WHAT YOU HAVE TO DO
Provide only the number of lines in the listing that contain the string "bald".

RAW DATA

<<<<

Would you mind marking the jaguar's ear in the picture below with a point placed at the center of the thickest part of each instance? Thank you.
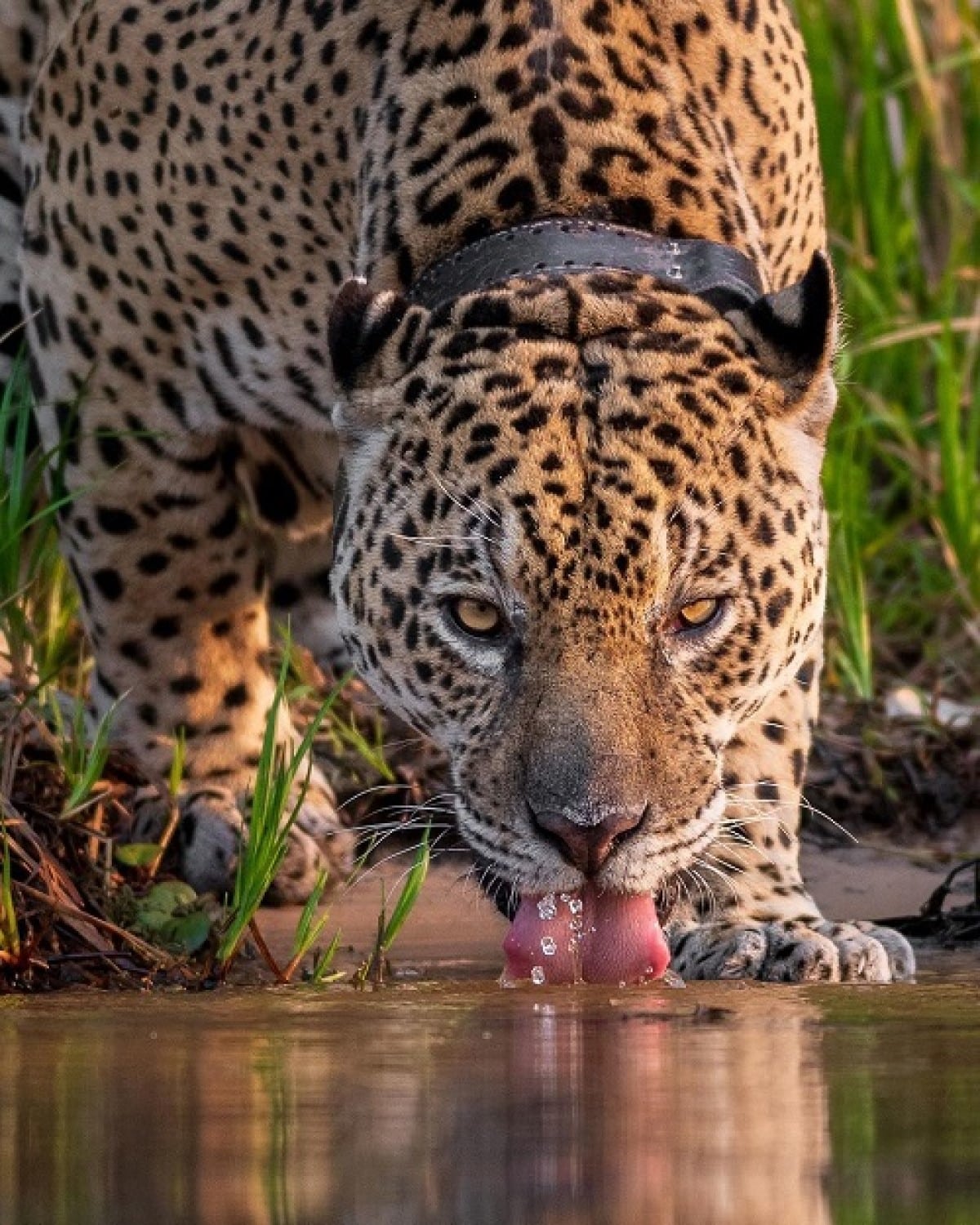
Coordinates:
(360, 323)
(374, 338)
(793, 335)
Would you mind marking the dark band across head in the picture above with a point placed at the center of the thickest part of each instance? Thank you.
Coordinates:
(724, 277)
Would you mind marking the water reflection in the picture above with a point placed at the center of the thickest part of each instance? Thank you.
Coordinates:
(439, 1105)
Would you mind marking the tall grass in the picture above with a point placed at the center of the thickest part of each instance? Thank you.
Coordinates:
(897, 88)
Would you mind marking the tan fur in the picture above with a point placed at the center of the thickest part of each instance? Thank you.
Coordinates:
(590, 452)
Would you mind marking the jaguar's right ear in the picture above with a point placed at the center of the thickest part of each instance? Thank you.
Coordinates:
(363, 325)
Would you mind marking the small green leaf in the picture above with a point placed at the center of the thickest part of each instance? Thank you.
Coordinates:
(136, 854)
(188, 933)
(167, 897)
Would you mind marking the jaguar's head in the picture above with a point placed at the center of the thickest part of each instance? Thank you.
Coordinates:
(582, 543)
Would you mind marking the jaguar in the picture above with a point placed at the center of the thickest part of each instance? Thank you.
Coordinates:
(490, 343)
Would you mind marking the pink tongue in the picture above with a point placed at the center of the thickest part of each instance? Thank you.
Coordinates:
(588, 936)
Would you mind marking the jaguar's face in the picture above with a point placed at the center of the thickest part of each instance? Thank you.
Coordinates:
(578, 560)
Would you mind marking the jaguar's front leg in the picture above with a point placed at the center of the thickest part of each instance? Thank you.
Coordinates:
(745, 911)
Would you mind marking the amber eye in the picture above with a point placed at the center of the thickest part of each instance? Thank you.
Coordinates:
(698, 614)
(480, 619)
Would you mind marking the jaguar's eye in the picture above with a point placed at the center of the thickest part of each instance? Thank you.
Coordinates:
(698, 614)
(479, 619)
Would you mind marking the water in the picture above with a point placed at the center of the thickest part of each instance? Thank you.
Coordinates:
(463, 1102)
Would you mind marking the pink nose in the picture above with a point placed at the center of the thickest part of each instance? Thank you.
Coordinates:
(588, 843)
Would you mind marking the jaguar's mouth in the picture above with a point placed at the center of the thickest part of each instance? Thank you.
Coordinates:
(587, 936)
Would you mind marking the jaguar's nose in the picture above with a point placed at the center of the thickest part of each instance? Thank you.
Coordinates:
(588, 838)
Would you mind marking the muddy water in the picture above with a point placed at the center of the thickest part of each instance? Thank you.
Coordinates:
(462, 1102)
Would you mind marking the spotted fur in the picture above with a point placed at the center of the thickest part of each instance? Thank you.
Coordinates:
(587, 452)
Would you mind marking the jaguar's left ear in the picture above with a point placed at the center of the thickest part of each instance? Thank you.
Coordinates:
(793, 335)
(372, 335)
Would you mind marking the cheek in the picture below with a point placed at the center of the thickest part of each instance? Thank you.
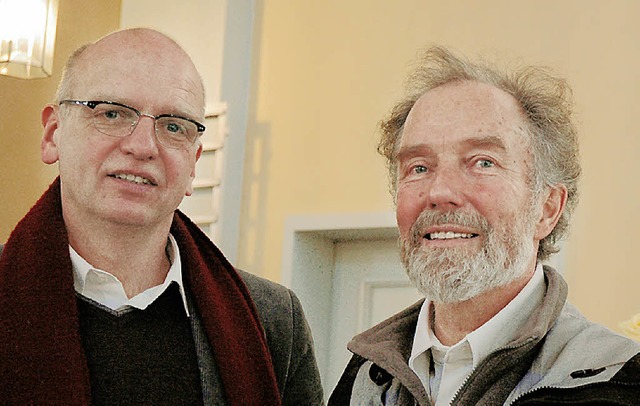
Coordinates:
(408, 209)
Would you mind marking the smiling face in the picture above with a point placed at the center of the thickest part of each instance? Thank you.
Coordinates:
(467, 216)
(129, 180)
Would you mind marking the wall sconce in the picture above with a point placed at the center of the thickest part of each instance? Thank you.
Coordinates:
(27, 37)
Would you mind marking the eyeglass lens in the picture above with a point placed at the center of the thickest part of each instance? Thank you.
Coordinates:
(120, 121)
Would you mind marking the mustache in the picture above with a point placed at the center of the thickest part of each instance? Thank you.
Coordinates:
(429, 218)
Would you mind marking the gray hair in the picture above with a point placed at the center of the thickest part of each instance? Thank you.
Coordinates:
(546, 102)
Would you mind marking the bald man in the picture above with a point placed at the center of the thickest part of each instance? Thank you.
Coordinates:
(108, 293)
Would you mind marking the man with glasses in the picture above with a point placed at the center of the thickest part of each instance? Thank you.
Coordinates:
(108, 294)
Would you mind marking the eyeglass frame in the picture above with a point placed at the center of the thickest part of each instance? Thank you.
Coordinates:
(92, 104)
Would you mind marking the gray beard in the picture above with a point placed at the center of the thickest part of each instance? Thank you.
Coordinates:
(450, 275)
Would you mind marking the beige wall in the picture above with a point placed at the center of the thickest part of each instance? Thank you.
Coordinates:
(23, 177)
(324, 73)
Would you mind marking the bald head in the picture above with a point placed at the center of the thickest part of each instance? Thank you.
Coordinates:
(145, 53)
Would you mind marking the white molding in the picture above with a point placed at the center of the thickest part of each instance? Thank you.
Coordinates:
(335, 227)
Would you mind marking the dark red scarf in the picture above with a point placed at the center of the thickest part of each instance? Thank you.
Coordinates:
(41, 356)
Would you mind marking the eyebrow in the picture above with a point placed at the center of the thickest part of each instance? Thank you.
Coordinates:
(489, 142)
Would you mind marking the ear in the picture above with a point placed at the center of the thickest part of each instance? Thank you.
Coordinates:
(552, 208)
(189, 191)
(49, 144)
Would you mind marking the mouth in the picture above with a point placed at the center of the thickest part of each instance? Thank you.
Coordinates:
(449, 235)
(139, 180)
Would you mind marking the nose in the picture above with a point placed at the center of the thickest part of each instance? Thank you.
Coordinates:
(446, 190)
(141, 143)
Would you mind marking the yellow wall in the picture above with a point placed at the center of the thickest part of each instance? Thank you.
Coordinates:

>>>>

ANSWER BELOW
2